- [Box-labeled dataset extracts]
——
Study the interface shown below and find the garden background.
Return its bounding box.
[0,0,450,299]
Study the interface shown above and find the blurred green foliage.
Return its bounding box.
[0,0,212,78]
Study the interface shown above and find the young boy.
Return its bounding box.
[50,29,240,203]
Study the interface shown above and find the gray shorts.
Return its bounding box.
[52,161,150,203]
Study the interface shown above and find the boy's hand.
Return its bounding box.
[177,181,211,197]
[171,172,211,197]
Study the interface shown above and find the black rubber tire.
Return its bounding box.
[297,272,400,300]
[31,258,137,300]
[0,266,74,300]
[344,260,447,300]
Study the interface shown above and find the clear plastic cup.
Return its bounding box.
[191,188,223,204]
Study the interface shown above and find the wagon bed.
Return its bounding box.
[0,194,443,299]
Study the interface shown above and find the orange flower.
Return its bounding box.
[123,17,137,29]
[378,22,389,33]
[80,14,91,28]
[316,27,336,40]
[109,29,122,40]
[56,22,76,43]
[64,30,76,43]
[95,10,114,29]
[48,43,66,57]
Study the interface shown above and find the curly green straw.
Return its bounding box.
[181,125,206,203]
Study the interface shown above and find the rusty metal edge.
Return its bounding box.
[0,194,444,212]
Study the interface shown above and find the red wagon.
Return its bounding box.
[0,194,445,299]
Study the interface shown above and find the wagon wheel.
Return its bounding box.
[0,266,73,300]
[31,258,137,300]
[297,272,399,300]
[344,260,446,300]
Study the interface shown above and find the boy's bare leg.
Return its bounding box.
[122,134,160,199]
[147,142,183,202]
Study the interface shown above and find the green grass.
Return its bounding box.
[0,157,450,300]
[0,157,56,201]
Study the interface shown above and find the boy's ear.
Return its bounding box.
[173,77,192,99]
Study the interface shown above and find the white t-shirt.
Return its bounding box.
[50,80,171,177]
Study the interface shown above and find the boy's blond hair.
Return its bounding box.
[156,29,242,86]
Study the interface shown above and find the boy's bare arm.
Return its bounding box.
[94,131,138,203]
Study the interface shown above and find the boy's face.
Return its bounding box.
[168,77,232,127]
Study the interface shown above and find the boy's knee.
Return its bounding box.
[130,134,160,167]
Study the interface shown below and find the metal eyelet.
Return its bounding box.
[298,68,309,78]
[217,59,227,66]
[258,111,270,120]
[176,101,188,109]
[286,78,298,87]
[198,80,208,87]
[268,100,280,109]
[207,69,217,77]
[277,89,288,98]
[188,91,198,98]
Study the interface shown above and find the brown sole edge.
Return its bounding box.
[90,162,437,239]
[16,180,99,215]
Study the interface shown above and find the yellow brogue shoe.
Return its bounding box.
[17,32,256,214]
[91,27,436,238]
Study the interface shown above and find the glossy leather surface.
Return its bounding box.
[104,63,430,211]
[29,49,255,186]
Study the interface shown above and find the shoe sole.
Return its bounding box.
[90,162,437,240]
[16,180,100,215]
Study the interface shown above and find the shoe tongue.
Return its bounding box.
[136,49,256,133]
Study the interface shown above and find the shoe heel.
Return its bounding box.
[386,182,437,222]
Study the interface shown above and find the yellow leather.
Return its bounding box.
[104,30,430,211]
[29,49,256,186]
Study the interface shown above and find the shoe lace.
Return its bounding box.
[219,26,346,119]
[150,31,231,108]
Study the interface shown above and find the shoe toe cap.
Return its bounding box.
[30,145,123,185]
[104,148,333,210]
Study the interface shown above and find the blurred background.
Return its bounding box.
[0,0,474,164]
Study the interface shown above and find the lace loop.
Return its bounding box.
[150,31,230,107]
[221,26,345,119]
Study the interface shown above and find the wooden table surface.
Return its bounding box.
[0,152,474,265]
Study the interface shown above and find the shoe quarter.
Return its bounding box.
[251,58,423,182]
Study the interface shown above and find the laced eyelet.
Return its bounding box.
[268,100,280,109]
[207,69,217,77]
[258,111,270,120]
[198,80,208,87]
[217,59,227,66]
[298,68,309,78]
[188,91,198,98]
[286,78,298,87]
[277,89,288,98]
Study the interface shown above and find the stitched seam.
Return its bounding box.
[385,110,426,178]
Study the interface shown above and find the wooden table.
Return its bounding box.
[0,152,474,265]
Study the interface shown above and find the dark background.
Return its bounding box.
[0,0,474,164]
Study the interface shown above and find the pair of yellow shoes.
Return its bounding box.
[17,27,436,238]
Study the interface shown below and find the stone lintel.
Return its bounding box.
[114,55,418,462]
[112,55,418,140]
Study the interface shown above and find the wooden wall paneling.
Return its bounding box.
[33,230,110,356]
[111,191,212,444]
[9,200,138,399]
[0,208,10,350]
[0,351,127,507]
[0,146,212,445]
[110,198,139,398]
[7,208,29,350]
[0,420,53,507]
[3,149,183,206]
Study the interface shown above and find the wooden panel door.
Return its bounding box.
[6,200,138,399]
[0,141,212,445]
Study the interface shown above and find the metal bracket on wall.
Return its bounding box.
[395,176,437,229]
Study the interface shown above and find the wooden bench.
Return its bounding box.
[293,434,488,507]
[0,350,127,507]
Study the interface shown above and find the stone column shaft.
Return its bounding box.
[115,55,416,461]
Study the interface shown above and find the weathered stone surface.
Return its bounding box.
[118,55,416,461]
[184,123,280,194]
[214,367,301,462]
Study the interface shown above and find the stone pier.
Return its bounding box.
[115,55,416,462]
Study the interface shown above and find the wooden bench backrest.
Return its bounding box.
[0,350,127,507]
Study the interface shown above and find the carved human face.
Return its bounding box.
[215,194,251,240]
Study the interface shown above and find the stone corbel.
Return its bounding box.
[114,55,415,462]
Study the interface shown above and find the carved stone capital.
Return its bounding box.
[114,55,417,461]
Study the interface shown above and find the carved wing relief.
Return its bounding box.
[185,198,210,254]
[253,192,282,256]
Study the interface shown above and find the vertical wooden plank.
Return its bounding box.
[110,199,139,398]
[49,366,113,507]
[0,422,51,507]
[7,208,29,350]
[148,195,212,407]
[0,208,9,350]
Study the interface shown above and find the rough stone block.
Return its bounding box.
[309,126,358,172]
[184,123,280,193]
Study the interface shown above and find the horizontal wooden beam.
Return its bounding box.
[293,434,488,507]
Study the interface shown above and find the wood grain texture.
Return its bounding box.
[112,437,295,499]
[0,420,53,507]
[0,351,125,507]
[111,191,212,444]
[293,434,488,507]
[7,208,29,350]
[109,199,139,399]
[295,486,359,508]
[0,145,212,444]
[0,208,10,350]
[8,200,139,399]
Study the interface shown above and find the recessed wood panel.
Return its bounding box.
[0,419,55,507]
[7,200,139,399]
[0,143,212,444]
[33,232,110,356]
——
- [Objective] Print every line of the records exactly. Omit nothing.

- [Solution to this problem]
Study the interface shown below and find the garden background.
Return its bounding box.
[0,0,450,299]
Study the interface shown above and find the blurred green foliage.
Return its bounding box.
[0,0,212,78]
Study the interface shown above and find the young boy.
Return its bounding box.
[50,29,240,203]
Study the interface shown above and find the gray shorts.
Return its bounding box.
[52,161,150,203]
Study the interface shown above and find the boy's hand.
Return its bounding box.
[177,181,211,197]
[171,172,211,197]
Study the interface shown above and find the black rubber tire.
Return its bounding box.
[297,272,400,300]
[31,258,137,300]
[0,266,74,300]
[344,260,447,300]
Study the interface shown above and find the clear plastic cup.
Return its bounding box.
[191,188,223,204]
Study the interface shown above and find the wagon bed.
Return its bounding box.
[0,194,443,299]
Study the interface shown above and find the orange flower.
Return its bounding box.
[123,17,137,29]
[378,22,389,33]
[80,14,91,28]
[316,27,336,40]
[109,29,122,40]
[56,22,76,43]
[64,30,76,43]
[95,10,114,29]
[48,43,66,57]
Study the interface shown above and find the curly green straw.
Return its bounding box.
[181,125,206,203]
Study the interface shown above and find the rusty metal edge.
Return its bounding box.
[0,194,444,212]
Study the interface shown above and find the red wagon.
Return its bounding box.
[0,194,445,299]
Study the interface shown above and find the wagon wheel.
Return its bounding box.
[0,266,73,300]
[31,258,137,300]
[297,272,399,300]
[344,260,446,300]
Study the interface shown above and find the boy's bare leg.
Return its bounding box.
[122,134,160,199]
[147,142,183,202]
Study the interface shown above and find the green grass.
Return its bounding box.
[0,157,450,300]
[0,157,56,201]
Study the interface shown above and find the boy's ear.
Return its bounding box.
[173,77,192,99]
Study the interface shown above and find the white t-shirt.
Return its bounding box.
[50,80,171,177]
Study the interface shown above and find the boy's blond hair.
Return its bounding box.
[156,29,242,86]
Study the interface shown above and find the boy's bare arm.
Return its bounding box.
[94,131,138,203]
Study the interface shown above and find the boy's face.
Return its bounding box.
[168,77,232,127]
Study the interface shown above and find the boy's knee.
Return its bounding box.
[130,134,160,167]
Study the interface shown below and find the metal eyelet.
Return its bounding box.
[298,68,309,78]
[217,59,227,66]
[258,111,270,120]
[176,101,188,109]
[286,78,298,87]
[198,80,208,87]
[268,100,280,109]
[207,69,217,77]
[277,89,288,98]
[188,91,198,98]
Study the interface shown above and find the brown sole edge.
Return its bounding box.
[90,162,437,239]
[16,180,99,215]
Study the interface shown above and find the yellow brogue shoe.
Return its bounding box.
[17,32,256,214]
[91,27,436,238]
Study the interface shown above and find the glossy leather surface.
Return its bounding box.
[104,63,430,211]
[29,49,255,186]
Study the interface shown above and find the shoe sole.
Return its bounding box.
[90,162,437,240]
[16,180,100,215]
Study the interface shown above and find the shoe tongue.
Return its bounding box.
[136,49,256,133]
Study the interface shown above and find the shoe heel.
Return its bounding box.
[386,182,437,222]
Study the interface shown above and find the yellow leather.
Return its bounding box.
[104,30,430,211]
[29,49,256,186]
Study the interface shown above and find the shoe lace.
Return its bounding box.
[219,26,346,119]
[150,31,231,108]
Study the interface shown above and find the shoe toe cap.
Return its bounding box.
[30,145,123,185]
[104,148,333,210]
Study the interface shown above and find the blurred background.
Return its bounding box.
[0,0,474,164]
Study the interface shown above and find the lace loop.
Return its bounding box.
[150,31,230,107]
[221,26,345,119]
Study the interface shown above and find the wooden table surface.
Return its bounding box.
[0,152,474,265]
Study the interface shown above and find the shoe quarter.
Return its bounding box.
[251,58,423,182]
Study the interface shown above and find the laced eyelet.
Return its bounding box.
[268,100,280,109]
[207,69,217,77]
[258,111,270,120]
[198,80,208,87]
[217,59,227,66]
[298,68,309,78]
[188,91,198,98]
[286,78,298,87]
[277,89,288,98]
Study the interface shown above and find the stitched seam.
Return its bounding box.
[385,110,426,178]
Study the interface shown above and find the wooden table.
Return its bounding box.
[0,152,474,265]
Study the interface shown above and find the dark background.
Return its bounding box.
[0,0,474,164]
Study the interface shown above and find the pair of yellow shoes.
Return its bounding box.
[17,27,436,238]
Study the interface shown below and find the stone lintel.
Return its bounding box.
[114,55,418,462]
[112,55,418,140]
Study the interface shown above and find the wooden wall paneling.
Return its bounding box.
[33,230,110,356]
[111,191,212,444]
[9,200,138,399]
[0,208,10,350]
[0,351,127,507]
[0,146,212,445]
[110,198,139,398]
[7,208,29,350]
[0,420,53,507]
[3,149,183,206]
Study the interface shown above and find the wooden panel door.
Return its bounding box.
[6,200,138,399]
[0,141,212,445]
Study the interface shown above and find the metal bracket on wall.
Return its bounding box.
[395,176,437,229]
Study the interface shown above and find the wooden bench.
Return its bounding box.
[293,434,488,507]
[0,350,127,507]
Study the interface shown above and find the stone column shaft.
Return its bounding box.
[115,55,416,461]
Study the interface shown above and find the weathered stone surface.
Return its bounding box.
[118,55,416,461]
[184,123,280,194]
[214,367,301,462]
Study the interface shown above and find the stone pier.
Return its bounding box.
[115,55,416,462]
Study the interface shown above and find the wooden bench backrest.
Return its bounding box.
[0,350,127,507]
Study the interface shown above and find the carved human face.
Return its bounding box.
[215,194,251,240]
Study the interface shown above and find the stone corbel.
Return its bounding box.
[114,55,415,462]
Study the interface shown above and find the carved stone capital.
Return its bounding box.
[114,55,417,461]
Study the interface shown above and find the carved wing relief.
Return its bounding box.
[185,198,210,254]
[253,192,282,256]
Study the interface shown above and find the vertical wooden plank.
Return its bounding box.
[110,199,139,398]
[49,366,113,507]
[0,422,51,507]
[7,208,29,350]
[148,195,212,407]
[0,208,9,350]
Study the interface shown above and find the rough stone block.
Return its bounding box.
[309,126,358,172]
[184,123,280,193]
Study the interface shown above and find the horizontal wooden beam.
Return its bounding box.
[293,434,488,507]
Study the interface shown above and find the wood grain texture.
Return its bounding box.
[112,437,295,499]
[0,420,53,507]
[0,351,125,507]
[111,191,212,444]
[293,434,488,507]
[7,208,29,350]
[109,199,139,399]
[295,486,359,508]
[0,145,212,444]
[0,208,10,350]
[8,200,139,399]
Study the interface shown above and find the recessed wood panel.
Return its bounding box.
[0,419,55,507]
[7,200,139,399]
[0,143,212,444]
[33,232,110,356]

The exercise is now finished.